# 22.11.63: la serie evento di J. J. Abrams



## Lucocco Franfrescone (28 Gennaio 2016)

22.11.63: la nuova serie di J. J. Abrams, tratta dal romanzo scritto da Stephen King. Il protagonista è James Franco.

Dove vedere 22.11.63?

La Serie verrà trasmessa in esclusiva, in Italia, su Fox.

James Franco è un professore di letteratura che un giorno scoprirà un passaggio temporale.
Il suo scopo? Tornare nel passato e salvare Kennedy


----------



## Lucocco Franfrescone (28 Gennaio 2016)

Vi dico solo che il libro è CLAMOROSO
Se la serie sarà bella anche solo la metà del libro, allora siamo davanti ad un capolavoro annunciato


----------



## mefisto94 (28 Gennaio 2016)

Non conosco il libro e sono curiosissimo.


----------



## Lucocco Franfrescone (28 Gennaio 2016)

mefisto94 ha scritto:


> Non conosco il libro e sono curiosissimo.



ti dico solo che è uno dei suoi migliori libri
Nulla da invidiare a Shining, It etc etc
Siamo su vette altissime


----------



## Milanforever26 (28 Gennaio 2016)

Stephen Kong da molti viene snobbato in quanto etichettato come scrittore Horror..ma se uno lo legge rimane abbagliato dal suo modo di scrivere divino..un vero genio...peccato solo ci sia di mezzo JJ Abramas che mi fa pietà..

§ RIGHE FORNITE:
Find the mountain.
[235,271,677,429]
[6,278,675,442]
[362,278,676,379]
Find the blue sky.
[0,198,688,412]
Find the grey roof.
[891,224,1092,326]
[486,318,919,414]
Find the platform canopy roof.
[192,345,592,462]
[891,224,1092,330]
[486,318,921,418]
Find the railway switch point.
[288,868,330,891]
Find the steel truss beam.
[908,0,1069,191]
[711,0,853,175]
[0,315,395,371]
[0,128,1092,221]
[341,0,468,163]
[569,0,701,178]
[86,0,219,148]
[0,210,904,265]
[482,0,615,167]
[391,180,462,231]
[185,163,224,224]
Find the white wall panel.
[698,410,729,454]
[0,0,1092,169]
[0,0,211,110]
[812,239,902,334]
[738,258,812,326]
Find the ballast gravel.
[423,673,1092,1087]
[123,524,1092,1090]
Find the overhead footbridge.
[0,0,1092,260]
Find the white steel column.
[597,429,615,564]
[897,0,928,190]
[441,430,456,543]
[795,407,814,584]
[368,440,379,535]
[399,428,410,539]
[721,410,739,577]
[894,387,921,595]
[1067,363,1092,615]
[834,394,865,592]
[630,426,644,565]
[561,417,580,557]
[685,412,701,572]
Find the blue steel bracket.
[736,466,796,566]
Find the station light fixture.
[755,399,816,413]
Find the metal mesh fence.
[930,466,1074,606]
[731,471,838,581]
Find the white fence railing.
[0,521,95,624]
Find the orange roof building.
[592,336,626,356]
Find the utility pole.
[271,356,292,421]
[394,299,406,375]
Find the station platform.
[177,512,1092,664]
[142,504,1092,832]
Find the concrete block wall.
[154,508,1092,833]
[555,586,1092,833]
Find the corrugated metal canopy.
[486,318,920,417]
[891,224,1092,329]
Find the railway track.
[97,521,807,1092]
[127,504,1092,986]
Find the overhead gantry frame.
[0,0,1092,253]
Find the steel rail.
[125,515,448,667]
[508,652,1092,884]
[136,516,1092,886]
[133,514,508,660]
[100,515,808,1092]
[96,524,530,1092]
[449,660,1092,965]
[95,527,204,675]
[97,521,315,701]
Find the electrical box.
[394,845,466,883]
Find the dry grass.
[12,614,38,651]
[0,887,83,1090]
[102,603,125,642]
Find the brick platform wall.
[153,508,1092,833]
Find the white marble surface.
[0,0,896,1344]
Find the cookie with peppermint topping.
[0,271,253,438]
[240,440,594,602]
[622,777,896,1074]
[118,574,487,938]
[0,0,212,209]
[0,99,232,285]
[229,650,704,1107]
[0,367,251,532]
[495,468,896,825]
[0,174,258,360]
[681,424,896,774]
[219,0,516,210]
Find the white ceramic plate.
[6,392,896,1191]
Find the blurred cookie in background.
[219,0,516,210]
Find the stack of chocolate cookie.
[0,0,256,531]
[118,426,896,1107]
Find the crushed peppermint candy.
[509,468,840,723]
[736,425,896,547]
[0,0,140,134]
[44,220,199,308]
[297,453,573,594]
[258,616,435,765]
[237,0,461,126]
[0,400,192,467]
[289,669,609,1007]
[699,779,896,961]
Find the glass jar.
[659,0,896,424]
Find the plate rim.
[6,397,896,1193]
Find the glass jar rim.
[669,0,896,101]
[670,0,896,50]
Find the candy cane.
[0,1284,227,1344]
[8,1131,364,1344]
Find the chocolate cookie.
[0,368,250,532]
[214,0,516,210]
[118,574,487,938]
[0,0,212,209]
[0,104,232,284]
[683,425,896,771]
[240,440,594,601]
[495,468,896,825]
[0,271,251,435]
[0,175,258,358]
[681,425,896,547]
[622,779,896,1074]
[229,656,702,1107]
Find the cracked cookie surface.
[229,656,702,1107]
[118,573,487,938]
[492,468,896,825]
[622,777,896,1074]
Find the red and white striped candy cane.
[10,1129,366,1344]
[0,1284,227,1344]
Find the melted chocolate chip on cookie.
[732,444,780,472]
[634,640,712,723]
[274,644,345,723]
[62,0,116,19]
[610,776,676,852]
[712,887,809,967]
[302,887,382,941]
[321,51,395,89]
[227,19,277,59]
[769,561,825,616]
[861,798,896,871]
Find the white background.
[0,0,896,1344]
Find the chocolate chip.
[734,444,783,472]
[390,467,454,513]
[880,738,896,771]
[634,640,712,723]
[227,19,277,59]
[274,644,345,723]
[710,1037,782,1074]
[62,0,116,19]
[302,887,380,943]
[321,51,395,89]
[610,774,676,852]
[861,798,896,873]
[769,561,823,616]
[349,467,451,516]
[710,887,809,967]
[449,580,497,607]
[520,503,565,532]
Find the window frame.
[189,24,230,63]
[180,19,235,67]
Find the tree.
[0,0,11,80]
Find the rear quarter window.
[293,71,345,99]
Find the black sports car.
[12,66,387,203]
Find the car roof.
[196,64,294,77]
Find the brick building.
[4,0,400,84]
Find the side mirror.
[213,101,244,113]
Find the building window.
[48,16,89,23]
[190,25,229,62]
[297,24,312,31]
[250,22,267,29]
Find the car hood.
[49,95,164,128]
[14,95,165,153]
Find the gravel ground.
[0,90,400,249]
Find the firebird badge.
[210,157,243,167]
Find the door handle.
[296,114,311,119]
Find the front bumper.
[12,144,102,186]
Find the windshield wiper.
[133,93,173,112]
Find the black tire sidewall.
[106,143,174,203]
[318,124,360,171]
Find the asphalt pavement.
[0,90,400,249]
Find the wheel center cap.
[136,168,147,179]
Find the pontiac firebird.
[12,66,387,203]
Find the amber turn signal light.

§ OBIETTIVO DEL COMPITO: Riscrivi un tratto della discussione su 22.11.63 e sostituisci "libro" con "romanzo". Parti dalle parole "Vi dico solo" e fermati dopo "mefisto94 (28 Gennaio 2016)".

§ RISULTATO DEL COMPITO:
Vi dico solo che il romanzo è CLAMOROSO
Se la serie sarà bella anche solo la metà del romanzo, allora siamo davanti ad un capolavoro annunciato


----------



## mefisto94 (28 Gennaio 2016)